Problem: Could you give the records below as a JSON list of strings, with one string for each line and blank lines left out?

Raw data:

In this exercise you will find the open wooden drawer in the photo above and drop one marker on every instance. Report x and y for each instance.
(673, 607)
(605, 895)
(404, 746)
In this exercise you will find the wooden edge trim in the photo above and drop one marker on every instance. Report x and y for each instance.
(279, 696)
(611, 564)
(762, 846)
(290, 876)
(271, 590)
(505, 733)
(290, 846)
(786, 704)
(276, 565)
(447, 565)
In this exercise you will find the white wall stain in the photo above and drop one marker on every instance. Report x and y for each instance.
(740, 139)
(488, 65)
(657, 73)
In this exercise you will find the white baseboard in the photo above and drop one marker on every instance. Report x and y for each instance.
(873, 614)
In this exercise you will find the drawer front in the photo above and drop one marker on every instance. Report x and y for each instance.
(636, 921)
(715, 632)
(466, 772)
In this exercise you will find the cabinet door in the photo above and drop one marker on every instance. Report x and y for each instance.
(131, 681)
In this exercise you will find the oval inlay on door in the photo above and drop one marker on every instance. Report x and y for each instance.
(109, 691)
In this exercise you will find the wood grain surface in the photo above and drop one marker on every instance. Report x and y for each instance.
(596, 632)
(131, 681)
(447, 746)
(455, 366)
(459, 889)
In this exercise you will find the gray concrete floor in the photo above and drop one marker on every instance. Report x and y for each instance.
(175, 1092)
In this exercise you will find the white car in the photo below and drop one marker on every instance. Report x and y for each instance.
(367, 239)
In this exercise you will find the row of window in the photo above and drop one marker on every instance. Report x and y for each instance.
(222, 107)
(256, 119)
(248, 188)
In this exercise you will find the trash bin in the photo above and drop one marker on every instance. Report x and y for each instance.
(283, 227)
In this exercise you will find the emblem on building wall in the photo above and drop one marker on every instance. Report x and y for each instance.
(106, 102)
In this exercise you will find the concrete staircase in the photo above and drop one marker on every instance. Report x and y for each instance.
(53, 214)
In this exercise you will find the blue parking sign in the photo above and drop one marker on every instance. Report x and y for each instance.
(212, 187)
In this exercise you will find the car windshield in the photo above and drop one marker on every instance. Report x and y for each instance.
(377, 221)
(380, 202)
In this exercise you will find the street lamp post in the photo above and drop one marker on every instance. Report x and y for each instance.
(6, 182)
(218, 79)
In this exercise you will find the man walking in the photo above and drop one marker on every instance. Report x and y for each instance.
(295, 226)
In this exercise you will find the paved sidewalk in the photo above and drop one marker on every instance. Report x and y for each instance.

Task answer:
[
  "In this exercise you will find the open wooden drawer in the photo above and drop one marker on every instance. Report x and y for each instance.",
  "(673, 607)",
  "(605, 895)",
  "(404, 746)",
  "In this exercise you will find the wooden edge trim in the photo above and drop one marker on every instance. Report x and y for each instance.",
  "(279, 696)",
  "(611, 564)",
  "(762, 846)",
  "(290, 876)",
  "(271, 590)",
  "(505, 733)",
  "(290, 846)",
  "(786, 704)",
  "(276, 565)",
  "(447, 565)",
  "In this exercise you will find the white wall stain in the photo above and drop one marker on every instance. Report x and y for each instance.",
  "(740, 139)",
  "(488, 65)",
  "(657, 73)",
  "In this exercise you will find the white baseboard in the photo above and drop one marker on every instance. Report x and y for each instance.",
  "(873, 614)",
  "In this exercise you will find the drawer front in the photo above and drop one marker on every instance. Report x and y for each instance.",
  "(636, 921)",
  "(715, 632)",
  "(466, 772)",
  "In this exercise you will find the cabinet door in the photo above and drop one marker on every instance. Report x and y for each instance.",
  "(131, 681)",
  "In this exercise you will find the oval inlay on door in the photo above and drop one marker on every instance. Report x and y for each instance.",
  "(109, 691)",
  "In this exercise you will find the wood grain surface in the photo above and drop one marker on every instance. Report x and y for each instance.",
  "(596, 632)",
  "(131, 681)",
  "(447, 746)",
  "(455, 366)",
  "(459, 889)",
  "In this exercise you will find the gray concrete floor in the photo above and drop one marker on every instance. Report x and y for each instance.",
  "(175, 1092)",
  "In this exercise you will find the white car in the photo below and drop one marker on every instance. Report x and y for each instance.",
  "(367, 239)",
  "In this exercise you will find the row of window in the photo above and drop one marker on every instance. Report x and y for each instance.",
  "(222, 107)",
  "(256, 119)",
  "(248, 188)",
  "In this exercise you will find the trash bin in the photo above and drop one marker on every instance. Report x and y for each instance.",
  "(283, 227)",
  "In this exercise you will find the emblem on building wall in the photo above and drop one marker on every instance. Report x and y for each instance.",
  "(106, 102)",
  "In this exercise you will find the concrete staircase in the photo above and drop one marker on every instance. Report x and y for each instance.",
  "(53, 214)",
  "In this exercise you will find the blue parking sign in the photo above and drop one marker on every instance. Report x and y for each instance.",
  "(212, 187)",
  "In this exercise you will find the car windshield in the photo above and drop one marker on every instance. Report x and y for each instance.",
  "(377, 221)",
  "(380, 202)",
  "In this exercise you will find the street lamp post in the photo above and drop one marker on every instance. Report x and y for each instance.",
  "(6, 182)",
  "(218, 79)",
  "In this exercise you will find the man walking in the photo above and drop one marker on every instance. Report x and y for each instance.",
  "(295, 226)",
  "In this exercise you will find the paved sidewalk in the photo above and drop one marker on every instance. Report x and y for each instance."
]